To-do list:
1) Answer these questions using the passage on James Wright.
(a) In what year was Wright born?
(b) Who selected The Green Wall for the Yale Series of Younger Poets?
(c) In what year did the first number of Bly's magazine The Fifties appear?
2) Arrange the records from the line with "of the chip" up to and including the line with "pixel 276 253" as a JSON list of strings, one string per line, leaving out blank lines.

Passage provided:
--
James Wright finds a body of lyric poetry that both celebrates and grieves.
Wright’s America is the Midwest, the small towns and farms that surround his
own Martins Ferry, Ohio, where he was born in 1927 and grew up. Though his
poetry seems far removed from the institutionally academic, he did, in fact,
graduate from Kenyon College and took an M.A. and Ph.D. in English from the
University of Washington in Seattle. He taught at the University of Minnesota,
Macalester College in St. Paul, Minnesota, Hunter College in New York, and the
University of Delaware.
His
first collection, The Green Wall (1957), was selected by W. H. Auden for the
Yale Series of Younger Poets. “Saint Judas,” the title poem of Wright’s second
volume (1959), is typical of his earliest work: the celebration of a marginal
figure—in this case the betrayer of Christ. There is another trait that is
typical, the use of a fixed form (Italian sonnet), meter (iambic pentameter),
and rhyme. Of his first book, Wright said that he “tried very hard to write in
the mode of Robert Frost and Edwin Arlington Robinson”; there was also a
recognizable influence of two of his former teachers: John Crowe Ransom
(Kenyon) and Theodore Roethke (University of Washington).
Wright’s
poetry was about to undergo a major change. While studying as a Fulbright
Scholar in Austria in the early 1950s, Wright discovered the poetry of German
poets Theodor Storm and Georg Trakl. Trakl’s poetry of leaping images made a
powerful impact: “It was as though the sea had entered the class at the last
minute. For this poem was not like any poem I had ever recognized: the poet, at
a sign from the evening bells, followed the wings of birds that became a train
of pious pilgrims who were continually vanishing into the clear autumn of distances;
beyond the distances there were black horses leaping in red maple trees, in a
world where seeing and hearing are not two actions, but one.” How he might
incorporate such leaping images of a semi-surreal mode into his own verse
awaited the influence of Robert Bly. One of Trakl’s poems appeared in
translation in the first number (1958) of Bly’s magazine The Fifties, where
Wright happened to see it. The discovery prompted him to send a letter to Bly:
“It was sixteen pages long and single-spaced, and all he said in reply was
‘Come on out to the farm [in Madison, Minnesota].” That visit and others to
follow led to Wright’s immersion in what has come to be called poetry of the
“deep image” or “emotive imagination.” Wright abruptly abandoned the regular
meters and rhymes of his first two volumes for a free verse of colloquial
American speech and the juxtaposition of a succession of leaping images that
evolved toward an epiphanic moment of insight and self-knowledge. Beginning
with The Branch Will Not Break (1963) and continuing in Shall We Gather at the
River (1968), Wright’s poems began to share characteristics with other
deep-image poets like Bly, Louis Simpson, William Stafford, Robert Creeley, and
Gary Snyder.
--
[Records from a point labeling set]
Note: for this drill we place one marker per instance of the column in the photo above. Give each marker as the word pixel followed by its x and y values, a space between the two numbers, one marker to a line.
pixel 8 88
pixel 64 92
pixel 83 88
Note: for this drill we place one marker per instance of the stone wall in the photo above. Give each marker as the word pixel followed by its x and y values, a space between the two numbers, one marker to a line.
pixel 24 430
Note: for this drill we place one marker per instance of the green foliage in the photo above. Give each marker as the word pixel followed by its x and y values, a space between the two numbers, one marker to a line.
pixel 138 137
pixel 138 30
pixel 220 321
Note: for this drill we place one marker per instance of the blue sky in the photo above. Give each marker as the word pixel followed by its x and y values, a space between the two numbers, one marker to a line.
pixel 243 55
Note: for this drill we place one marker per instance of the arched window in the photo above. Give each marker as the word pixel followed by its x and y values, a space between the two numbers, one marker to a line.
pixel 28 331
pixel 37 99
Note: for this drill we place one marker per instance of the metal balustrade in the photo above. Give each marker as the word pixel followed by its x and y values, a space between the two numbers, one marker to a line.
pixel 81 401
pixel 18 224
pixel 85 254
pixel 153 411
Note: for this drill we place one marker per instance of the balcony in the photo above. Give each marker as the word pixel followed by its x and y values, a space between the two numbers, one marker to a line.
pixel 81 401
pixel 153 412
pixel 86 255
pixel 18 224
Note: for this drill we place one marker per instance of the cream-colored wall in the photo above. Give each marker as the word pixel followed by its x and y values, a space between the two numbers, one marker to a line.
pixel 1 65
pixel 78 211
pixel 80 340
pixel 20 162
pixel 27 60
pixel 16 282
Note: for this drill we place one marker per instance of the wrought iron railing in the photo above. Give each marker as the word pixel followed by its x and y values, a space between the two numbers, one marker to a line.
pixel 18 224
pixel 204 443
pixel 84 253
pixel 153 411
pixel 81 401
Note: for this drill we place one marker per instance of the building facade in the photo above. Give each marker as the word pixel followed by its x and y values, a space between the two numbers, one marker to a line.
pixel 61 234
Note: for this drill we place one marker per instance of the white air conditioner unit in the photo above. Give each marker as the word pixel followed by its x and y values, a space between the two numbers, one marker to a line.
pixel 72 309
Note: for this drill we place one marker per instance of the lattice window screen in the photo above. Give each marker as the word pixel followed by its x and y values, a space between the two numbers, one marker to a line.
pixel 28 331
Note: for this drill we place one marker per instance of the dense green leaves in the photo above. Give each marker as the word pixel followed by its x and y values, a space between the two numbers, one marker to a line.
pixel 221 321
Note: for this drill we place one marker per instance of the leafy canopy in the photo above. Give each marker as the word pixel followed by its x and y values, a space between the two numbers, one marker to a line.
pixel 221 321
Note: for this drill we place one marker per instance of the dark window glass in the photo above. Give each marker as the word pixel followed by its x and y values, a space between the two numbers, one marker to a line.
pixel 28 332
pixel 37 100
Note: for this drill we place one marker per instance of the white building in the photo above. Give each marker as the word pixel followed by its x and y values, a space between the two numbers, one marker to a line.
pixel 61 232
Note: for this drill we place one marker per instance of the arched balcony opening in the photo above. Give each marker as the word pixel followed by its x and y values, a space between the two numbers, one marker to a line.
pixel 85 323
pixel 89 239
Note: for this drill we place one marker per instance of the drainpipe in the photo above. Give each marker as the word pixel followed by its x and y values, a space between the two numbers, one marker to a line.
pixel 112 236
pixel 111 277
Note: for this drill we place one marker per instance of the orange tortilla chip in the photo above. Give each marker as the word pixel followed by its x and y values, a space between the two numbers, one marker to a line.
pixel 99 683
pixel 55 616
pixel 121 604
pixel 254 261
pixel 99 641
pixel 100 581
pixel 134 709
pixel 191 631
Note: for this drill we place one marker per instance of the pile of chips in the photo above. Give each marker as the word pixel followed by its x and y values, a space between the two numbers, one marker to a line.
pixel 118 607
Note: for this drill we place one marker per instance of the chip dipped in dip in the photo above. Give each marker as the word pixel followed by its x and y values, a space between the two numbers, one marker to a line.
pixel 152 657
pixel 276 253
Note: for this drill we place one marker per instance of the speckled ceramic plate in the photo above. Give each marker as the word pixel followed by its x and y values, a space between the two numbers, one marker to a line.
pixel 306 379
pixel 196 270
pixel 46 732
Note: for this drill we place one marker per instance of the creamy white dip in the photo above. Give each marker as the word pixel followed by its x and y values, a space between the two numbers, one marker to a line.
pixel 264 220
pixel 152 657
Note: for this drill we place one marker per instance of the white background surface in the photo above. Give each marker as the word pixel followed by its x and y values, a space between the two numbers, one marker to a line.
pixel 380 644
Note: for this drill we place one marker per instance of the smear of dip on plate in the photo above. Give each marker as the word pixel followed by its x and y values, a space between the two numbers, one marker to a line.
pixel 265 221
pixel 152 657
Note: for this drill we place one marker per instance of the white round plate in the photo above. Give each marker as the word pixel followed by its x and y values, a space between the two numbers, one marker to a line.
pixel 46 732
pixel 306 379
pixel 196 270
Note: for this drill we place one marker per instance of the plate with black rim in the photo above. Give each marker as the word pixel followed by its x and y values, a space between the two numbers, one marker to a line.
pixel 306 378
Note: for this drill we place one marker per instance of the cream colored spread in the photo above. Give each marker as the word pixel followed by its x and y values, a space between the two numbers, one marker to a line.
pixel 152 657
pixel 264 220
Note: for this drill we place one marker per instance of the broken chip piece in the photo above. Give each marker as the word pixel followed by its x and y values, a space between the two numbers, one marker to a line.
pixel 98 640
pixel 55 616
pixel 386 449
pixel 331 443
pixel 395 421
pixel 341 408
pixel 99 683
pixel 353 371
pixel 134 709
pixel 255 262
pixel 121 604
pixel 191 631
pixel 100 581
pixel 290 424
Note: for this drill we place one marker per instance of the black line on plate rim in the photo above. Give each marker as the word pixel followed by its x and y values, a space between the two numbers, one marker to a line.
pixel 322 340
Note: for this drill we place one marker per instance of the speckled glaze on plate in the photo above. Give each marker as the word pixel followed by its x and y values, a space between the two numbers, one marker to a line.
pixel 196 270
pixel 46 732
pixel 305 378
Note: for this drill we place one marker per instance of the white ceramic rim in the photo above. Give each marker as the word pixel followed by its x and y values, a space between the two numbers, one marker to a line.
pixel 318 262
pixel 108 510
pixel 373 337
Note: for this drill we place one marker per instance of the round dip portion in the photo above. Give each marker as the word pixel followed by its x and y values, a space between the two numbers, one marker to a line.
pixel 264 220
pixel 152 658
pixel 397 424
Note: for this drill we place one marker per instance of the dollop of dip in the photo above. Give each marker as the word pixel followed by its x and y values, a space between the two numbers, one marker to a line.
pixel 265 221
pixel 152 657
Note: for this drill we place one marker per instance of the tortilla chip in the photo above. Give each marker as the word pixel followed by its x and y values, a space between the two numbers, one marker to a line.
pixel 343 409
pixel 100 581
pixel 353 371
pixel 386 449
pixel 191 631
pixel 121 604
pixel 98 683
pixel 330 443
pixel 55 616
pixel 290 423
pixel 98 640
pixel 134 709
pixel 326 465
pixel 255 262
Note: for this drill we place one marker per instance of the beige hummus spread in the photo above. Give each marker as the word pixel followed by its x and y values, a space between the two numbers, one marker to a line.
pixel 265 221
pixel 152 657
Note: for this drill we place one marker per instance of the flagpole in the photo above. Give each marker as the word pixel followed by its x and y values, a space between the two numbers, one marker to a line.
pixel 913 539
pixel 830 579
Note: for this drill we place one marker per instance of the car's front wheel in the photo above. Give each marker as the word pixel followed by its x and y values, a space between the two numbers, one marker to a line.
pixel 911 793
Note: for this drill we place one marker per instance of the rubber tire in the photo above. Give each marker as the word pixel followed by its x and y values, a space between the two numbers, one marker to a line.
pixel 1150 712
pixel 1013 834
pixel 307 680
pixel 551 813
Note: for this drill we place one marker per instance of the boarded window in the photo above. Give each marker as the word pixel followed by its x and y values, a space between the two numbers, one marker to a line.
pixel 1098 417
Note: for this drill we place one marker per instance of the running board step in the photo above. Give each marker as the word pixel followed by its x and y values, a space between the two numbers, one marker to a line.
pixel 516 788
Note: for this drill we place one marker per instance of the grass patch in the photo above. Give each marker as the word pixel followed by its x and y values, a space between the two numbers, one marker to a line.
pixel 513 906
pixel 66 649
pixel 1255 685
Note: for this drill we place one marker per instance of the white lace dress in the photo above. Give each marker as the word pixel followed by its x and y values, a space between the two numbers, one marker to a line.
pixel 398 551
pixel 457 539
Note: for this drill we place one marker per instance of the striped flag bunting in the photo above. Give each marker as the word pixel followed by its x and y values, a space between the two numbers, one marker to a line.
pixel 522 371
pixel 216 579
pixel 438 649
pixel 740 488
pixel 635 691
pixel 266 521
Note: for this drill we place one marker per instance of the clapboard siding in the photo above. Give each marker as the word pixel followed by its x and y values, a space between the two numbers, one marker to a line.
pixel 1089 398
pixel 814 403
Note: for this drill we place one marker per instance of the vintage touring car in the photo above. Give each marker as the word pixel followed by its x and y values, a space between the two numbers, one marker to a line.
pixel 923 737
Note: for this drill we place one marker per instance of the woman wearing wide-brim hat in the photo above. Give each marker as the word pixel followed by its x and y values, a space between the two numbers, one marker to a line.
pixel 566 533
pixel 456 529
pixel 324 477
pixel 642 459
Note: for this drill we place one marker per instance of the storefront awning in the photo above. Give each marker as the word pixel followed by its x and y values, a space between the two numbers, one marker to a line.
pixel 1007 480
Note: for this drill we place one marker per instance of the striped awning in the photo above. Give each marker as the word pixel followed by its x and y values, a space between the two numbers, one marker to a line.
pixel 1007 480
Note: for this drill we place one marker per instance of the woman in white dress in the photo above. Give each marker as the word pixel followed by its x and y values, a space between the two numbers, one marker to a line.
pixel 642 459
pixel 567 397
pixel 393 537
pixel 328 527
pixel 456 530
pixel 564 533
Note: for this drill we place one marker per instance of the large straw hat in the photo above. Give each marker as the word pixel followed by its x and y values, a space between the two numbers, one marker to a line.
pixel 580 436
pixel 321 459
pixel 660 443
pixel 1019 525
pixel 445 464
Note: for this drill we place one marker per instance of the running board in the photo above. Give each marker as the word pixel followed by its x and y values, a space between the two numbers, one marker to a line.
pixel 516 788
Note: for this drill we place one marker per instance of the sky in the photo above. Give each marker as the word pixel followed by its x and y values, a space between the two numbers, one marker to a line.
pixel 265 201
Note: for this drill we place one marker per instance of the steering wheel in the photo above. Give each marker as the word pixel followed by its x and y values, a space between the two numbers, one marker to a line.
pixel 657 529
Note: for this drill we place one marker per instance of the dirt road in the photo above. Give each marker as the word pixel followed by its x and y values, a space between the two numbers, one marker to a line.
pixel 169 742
--
Results of the exercise:
1)
(a) 1927
(b) W. H. Auden
(c) 1958

2)
[
  "Note: for this drill we place one marker per instance of the chip dipped in dip in the photo above. Give each marker as the word pixel followed by its x and y values, a space between the two numbers, one marker to a line.",
  "pixel 152 657",
  "pixel 276 253"
]